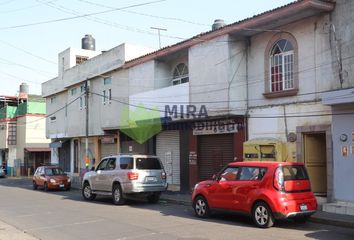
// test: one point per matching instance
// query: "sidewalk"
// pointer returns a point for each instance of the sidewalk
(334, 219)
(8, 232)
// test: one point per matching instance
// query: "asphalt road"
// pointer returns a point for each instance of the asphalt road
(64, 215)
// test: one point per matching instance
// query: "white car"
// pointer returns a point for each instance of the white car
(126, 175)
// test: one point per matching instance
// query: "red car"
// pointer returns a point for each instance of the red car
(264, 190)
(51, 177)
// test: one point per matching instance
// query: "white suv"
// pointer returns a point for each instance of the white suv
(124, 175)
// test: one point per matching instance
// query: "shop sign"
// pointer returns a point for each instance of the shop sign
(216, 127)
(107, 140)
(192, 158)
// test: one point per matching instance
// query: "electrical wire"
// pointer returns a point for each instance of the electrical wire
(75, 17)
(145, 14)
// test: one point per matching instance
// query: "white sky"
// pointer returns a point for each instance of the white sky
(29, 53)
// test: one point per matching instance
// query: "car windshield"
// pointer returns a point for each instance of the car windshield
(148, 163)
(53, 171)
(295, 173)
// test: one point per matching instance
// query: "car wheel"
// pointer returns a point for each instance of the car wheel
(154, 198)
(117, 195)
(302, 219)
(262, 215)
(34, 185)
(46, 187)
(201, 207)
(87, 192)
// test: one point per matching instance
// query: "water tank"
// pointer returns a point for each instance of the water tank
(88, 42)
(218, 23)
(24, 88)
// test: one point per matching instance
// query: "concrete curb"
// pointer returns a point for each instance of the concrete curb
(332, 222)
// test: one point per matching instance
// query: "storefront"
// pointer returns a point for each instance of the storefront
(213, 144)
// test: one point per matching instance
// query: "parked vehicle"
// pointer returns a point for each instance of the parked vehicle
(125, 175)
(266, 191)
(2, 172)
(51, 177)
-----
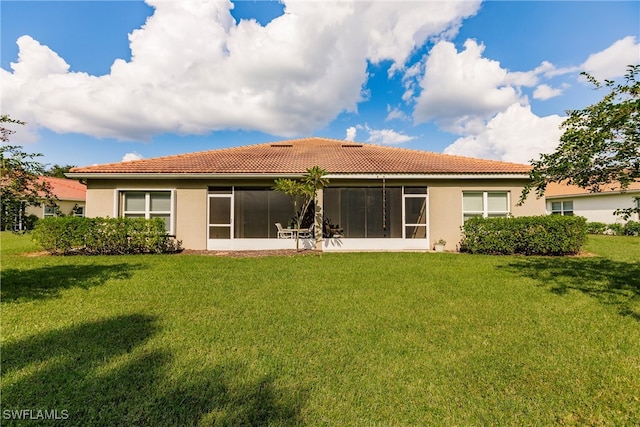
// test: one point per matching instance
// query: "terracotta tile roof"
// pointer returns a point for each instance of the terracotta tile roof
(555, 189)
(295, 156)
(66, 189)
-----
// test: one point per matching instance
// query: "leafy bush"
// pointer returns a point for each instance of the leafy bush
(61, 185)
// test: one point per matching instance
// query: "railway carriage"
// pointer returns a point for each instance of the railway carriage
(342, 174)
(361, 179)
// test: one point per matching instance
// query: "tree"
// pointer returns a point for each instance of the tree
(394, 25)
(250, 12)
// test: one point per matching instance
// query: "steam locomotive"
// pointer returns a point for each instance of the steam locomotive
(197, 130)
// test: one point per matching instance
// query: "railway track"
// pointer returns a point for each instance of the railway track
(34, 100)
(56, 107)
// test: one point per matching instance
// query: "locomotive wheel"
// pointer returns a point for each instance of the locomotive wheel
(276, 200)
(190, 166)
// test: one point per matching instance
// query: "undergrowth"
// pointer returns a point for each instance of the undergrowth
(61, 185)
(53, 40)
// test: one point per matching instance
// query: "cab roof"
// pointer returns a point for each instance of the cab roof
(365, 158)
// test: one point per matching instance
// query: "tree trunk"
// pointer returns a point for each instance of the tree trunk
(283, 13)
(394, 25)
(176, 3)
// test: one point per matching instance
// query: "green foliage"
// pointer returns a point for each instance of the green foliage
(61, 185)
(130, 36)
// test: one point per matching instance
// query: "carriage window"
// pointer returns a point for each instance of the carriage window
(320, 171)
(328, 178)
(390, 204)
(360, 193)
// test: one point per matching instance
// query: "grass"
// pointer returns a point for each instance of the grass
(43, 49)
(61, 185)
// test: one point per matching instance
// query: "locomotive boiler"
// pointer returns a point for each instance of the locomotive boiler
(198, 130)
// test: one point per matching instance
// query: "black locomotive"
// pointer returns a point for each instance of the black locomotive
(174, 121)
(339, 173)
-----
▸ **Given task**: Find each line above that contains the string "electrical", and copy every such line in full.

▸ **Result of this exercise**:
// query: "electrical wire"
// pointer returns a point for each instance of the electrical wire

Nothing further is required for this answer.